A single number is the answer here: how many lines of the entries contain "light"?
────────
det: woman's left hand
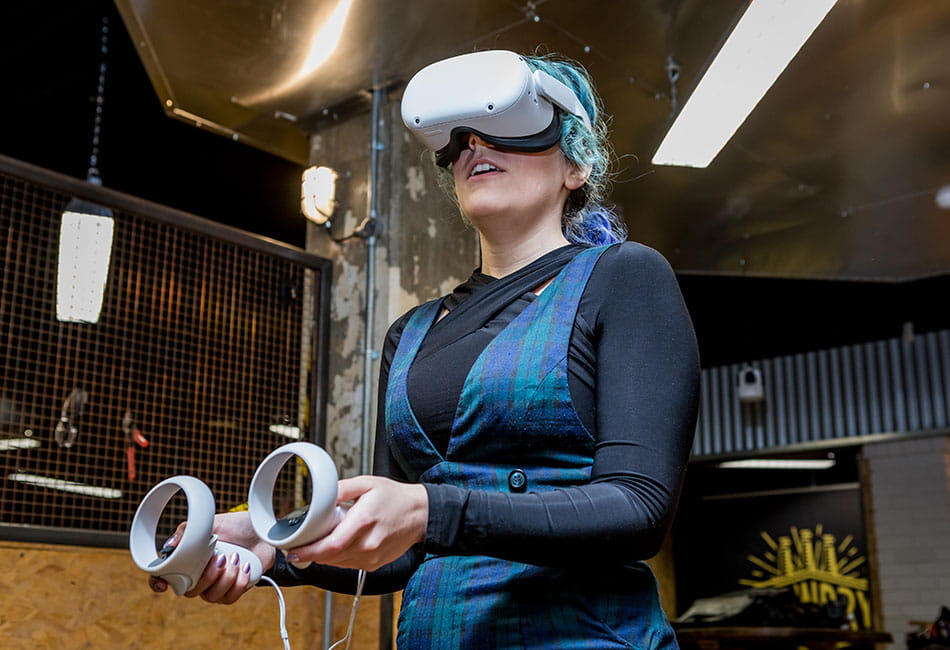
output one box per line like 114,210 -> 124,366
285,476 -> 428,572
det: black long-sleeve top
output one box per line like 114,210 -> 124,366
269,242 -> 700,594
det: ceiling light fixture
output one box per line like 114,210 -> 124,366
652,0 -> 839,168
56,15 -> 115,324
57,207 -> 114,323
716,458 -> 836,470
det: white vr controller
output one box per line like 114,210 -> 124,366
129,442 -> 343,594
129,475 -> 264,595
247,442 -> 346,566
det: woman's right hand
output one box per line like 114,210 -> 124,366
148,511 -> 276,605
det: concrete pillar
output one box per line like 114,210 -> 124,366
304,95 -> 478,477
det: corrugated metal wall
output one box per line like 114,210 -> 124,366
693,329 -> 950,459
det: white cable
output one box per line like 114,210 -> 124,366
259,568 -> 365,650
259,575 -> 291,650
327,569 -> 367,650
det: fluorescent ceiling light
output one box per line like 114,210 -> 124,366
652,0 -> 838,168
268,424 -> 303,440
717,458 -> 836,470
0,438 -> 41,452
8,472 -> 123,499
57,209 -> 115,323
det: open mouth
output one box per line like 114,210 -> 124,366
469,162 -> 501,177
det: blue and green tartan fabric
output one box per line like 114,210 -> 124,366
386,245 -> 678,649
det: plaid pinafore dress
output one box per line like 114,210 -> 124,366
386,245 -> 677,649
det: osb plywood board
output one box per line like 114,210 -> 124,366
0,542 -> 383,649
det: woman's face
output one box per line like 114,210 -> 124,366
450,134 -> 586,231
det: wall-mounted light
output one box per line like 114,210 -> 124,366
652,0 -> 838,168
301,165 -> 338,225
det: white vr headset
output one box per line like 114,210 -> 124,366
401,50 -> 592,167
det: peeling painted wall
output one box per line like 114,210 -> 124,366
306,97 -> 478,477
306,115 -> 371,478
384,104 -> 479,322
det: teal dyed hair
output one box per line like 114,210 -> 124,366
434,52 -> 625,246
521,53 -> 625,245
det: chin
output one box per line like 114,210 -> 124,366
462,203 -> 517,224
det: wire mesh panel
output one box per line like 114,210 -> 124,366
0,160 -> 329,546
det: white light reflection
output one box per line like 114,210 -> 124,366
8,472 -> 122,499
299,0 -> 352,78
269,424 -> 302,440
242,0 -> 353,104
0,438 -> 41,452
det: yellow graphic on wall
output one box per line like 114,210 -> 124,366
739,525 -> 871,629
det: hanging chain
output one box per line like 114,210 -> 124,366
87,15 -> 109,183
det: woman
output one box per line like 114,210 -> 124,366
153,52 -> 700,649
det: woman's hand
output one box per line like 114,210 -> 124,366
285,476 -> 428,572
147,511 -> 276,604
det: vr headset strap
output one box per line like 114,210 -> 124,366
533,70 -> 592,130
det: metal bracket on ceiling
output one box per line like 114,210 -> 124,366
665,55 -> 680,117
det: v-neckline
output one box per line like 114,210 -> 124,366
419,245 -> 583,359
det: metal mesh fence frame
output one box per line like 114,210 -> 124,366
0,155 -> 331,548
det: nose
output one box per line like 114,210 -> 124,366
449,132 -> 491,166
466,133 -> 489,151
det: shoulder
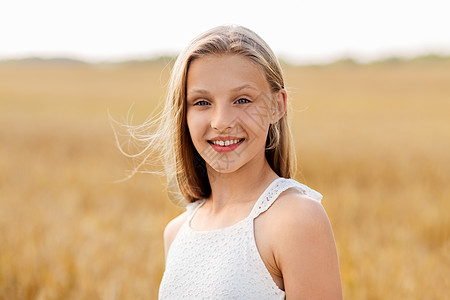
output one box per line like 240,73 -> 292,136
268,190 -> 335,263
267,187 -> 327,231
163,211 -> 188,259
257,187 -> 331,254
264,189 -> 343,298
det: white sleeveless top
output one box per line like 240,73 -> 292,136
159,177 -> 323,300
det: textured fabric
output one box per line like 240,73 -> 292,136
159,177 -> 322,300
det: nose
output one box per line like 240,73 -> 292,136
210,103 -> 234,132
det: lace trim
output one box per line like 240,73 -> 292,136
250,178 -> 322,219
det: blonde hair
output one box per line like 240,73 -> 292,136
113,25 -> 297,204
────────
● **WRITTEN ANSWER**
4